Task to carry out | Word for word, restate every line of the listing that follows.

Records shown |
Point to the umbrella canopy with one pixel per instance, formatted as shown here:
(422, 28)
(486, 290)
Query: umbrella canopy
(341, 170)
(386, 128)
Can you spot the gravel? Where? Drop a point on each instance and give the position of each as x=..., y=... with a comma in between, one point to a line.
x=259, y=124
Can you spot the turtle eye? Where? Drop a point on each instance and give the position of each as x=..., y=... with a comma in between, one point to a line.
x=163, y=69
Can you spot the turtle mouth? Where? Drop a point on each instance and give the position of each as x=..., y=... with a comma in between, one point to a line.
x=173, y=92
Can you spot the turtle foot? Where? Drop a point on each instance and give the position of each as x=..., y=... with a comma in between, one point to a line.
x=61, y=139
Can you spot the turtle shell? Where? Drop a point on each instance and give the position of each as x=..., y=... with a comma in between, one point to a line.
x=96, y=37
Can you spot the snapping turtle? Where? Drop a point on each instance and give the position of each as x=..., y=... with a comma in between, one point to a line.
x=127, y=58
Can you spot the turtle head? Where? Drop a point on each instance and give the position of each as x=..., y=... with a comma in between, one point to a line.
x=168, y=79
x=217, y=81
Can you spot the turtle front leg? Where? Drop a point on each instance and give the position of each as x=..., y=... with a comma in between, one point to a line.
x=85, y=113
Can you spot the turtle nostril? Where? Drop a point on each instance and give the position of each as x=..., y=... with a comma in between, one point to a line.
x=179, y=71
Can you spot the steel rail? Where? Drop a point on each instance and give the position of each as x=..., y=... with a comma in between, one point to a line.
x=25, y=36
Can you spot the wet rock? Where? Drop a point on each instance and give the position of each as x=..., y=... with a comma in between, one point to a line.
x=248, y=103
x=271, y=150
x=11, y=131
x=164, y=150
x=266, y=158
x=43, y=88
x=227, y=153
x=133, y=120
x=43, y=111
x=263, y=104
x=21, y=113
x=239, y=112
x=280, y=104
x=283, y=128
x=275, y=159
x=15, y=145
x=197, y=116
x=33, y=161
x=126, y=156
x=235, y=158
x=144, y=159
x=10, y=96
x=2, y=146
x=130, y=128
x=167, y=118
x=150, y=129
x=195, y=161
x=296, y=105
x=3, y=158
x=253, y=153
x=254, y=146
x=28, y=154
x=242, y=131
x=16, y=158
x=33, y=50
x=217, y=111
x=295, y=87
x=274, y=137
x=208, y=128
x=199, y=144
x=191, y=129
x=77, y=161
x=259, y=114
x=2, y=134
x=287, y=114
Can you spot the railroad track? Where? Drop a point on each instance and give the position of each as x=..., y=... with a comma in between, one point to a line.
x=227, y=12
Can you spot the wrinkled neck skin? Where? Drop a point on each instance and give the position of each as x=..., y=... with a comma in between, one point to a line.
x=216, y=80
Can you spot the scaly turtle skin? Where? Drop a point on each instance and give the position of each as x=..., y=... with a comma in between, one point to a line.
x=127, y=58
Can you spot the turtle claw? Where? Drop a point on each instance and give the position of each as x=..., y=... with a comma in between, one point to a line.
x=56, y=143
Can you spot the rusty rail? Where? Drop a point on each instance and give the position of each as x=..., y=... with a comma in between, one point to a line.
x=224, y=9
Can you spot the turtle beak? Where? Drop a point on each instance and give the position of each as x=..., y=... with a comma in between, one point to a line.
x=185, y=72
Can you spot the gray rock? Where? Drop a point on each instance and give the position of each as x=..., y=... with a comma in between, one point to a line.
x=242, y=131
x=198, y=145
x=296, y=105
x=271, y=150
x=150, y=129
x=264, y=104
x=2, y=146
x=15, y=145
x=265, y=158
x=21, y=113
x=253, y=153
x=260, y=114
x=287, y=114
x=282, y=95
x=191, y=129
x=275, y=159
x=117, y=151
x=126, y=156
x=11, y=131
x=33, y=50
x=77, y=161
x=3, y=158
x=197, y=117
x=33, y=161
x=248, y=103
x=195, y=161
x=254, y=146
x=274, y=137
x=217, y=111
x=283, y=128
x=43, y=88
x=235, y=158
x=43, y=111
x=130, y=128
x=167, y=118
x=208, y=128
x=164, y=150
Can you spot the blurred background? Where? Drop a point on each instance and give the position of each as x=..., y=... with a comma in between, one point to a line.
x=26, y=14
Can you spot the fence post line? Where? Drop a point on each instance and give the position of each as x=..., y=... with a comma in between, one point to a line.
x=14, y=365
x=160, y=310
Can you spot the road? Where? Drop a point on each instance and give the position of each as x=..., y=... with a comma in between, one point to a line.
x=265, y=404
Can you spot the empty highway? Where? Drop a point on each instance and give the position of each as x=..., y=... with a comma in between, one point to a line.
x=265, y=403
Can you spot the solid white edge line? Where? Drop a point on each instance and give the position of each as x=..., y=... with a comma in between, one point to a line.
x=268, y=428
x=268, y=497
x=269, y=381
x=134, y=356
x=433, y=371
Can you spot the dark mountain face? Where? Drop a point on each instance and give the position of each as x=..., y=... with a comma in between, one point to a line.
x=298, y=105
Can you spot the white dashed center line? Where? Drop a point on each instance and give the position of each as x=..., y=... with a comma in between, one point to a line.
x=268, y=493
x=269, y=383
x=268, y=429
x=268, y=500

Answer space |
Point to the umbrella canopy with one pixel per instance, formatted as shown here:
(422, 28)
(486, 290)
Query: umbrella canopy
(341, 170)
(386, 128)
Can you spot the gravel? Where? Drop a point on each instance and give the position of each as x=..., y=... with a comma in between, one point to a line.
x=259, y=124
Can you spot the turtle eye? Where? Drop a point on each instance and give the position of each as x=..., y=... with a comma in between, one point to a line.
x=163, y=69
Can you spot the turtle mouth? Where? Drop a point on each instance and give the position of each as x=..., y=... with a comma in between, one point to a line.
x=173, y=92
Can you spot the turtle foot? Where? Drop a point on each instance and give the position of each as x=..., y=... with a comma in between, one point to a line.
x=61, y=139
Can you spot the turtle shell? Where? Drop a point on each instance and give the position of each as x=..., y=... with a comma in between, one point to a line.
x=96, y=37
Can you spot the snapping turtle? Where? Drop a point on each instance and give the position of each as x=..., y=... with a comma in between, one point to a line.
x=127, y=58
Can you spot the turtle head? Where? Drop a point on each instance and give the position of each as x=..., y=... with a comma in between, one point to a line.
x=168, y=79
x=217, y=81
Can you spot the turtle front leg? Where? Drop a point on each instance and give the position of each as x=..., y=... with a comma in between, one point to a line.
x=85, y=113
Can you spot the turtle nostril? Where? Drop a point on each instance and give the position of each as x=..., y=... with a comma in between, one point to a line.
x=179, y=71
Can you spot the steel rail? Where? Drop a point on each instance and give the position of each as x=..., y=... with a comma in between, one point to a line.
x=25, y=36
Can you spot the wet rock? Where? Drop a point on each instance and give the position of each as x=..., y=... with a comma in between, one point to a line.
x=248, y=103
x=271, y=150
x=11, y=131
x=164, y=150
x=266, y=158
x=43, y=88
x=227, y=153
x=133, y=120
x=43, y=111
x=263, y=104
x=21, y=113
x=239, y=112
x=280, y=104
x=283, y=128
x=275, y=159
x=15, y=145
x=197, y=116
x=33, y=161
x=126, y=156
x=235, y=158
x=144, y=159
x=10, y=96
x=2, y=146
x=130, y=128
x=167, y=118
x=150, y=129
x=195, y=161
x=296, y=105
x=3, y=158
x=253, y=153
x=254, y=146
x=28, y=154
x=242, y=131
x=16, y=158
x=33, y=50
x=217, y=111
x=295, y=87
x=274, y=137
x=208, y=128
x=199, y=144
x=191, y=129
x=77, y=161
x=259, y=114
x=2, y=134
x=287, y=114
Can you spot the railroad track? Where? Drop a point on each instance and give the position of each as x=..., y=... with a comma in between, one point to a line.
x=227, y=12
Can you spot the wrinkled neck skin? Where? Drop a point on each instance and give the position of each as x=..., y=... with a comma in between, one point to a line.
x=216, y=80
Can you spot the scaly turtle skin? Where? Drop a point on each instance and give the position of each as x=..., y=... with a comma in between, one point to a line.
x=127, y=58
Can you spot the turtle claw? Where? Drop a point on each instance and give the position of each as x=..., y=... with a comma in between, one point to a line.
x=56, y=143
Can you spot the rusty rail? Where? Drop a point on each instance and give the position of each as x=..., y=... with a comma in between, one point to a line.
x=224, y=9
Can you spot the turtle beak? Where? Drop a point on each instance and give the position of each as x=..., y=... with a comma in between, one point to a line.
x=185, y=72
Can you spot the gray rock? Where? Drop a point on each instance and give the position of each as x=..., y=... with a comma in between, one point to a line.
x=242, y=131
x=198, y=145
x=296, y=105
x=271, y=150
x=150, y=129
x=264, y=104
x=2, y=146
x=15, y=145
x=265, y=158
x=21, y=113
x=253, y=153
x=260, y=114
x=287, y=114
x=282, y=95
x=191, y=129
x=275, y=159
x=117, y=151
x=126, y=156
x=11, y=131
x=33, y=50
x=77, y=161
x=3, y=158
x=197, y=117
x=33, y=161
x=248, y=103
x=195, y=161
x=254, y=146
x=274, y=137
x=217, y=111
x=283, y=128
x=43, y=88
x=235, y=158
x=43, y=111
x=130, y=128
x=167, y=118
x=208, y=128
x=164, y=150
Can you spot the blurred background? Where? Drop a point on each instance and give the position of each as x=..., y=... with a comma in between, one point to a line.
x=26, y=14
Can you spot the fence post line? Where? Drop a point on each instance and give the position of each as x=..., y=... with a comma in between, one point to a line.
x=14, y=365
x=160, y=310
Can you spot the road? Where? Drop a point on each instance and give the position of each as x=..., y=... with a comma in between, one point to a line.
x=265, y=404
Can you spot the empty highway? Where? Drop a point on each instance and give the position of each as x=..., y=... with a comma in between, one point to a line.
x=265, y=403
Can you spot the solid white edge line? Where? Drop a point on each instance and give the position of each as x=..., y=... with a comma in between, one point to a line.
x=268, y=428
x=268, y=497
x=269, y=381
x=134, y=356
x=433, y=371
Can you spot the dark mountain face? Where? Drop a point on each instance and give the position of each as x=..., y=... with a comma in between, one point to a line.
x=298, y=105
Can you spot the white dashed center line? Where? Drop a point on each instance and give the position of each as x=..., y=... with a comma in between, one point to a line.
x=268, y=493
x=269, y=383
x=268, y=429
x=268, y=500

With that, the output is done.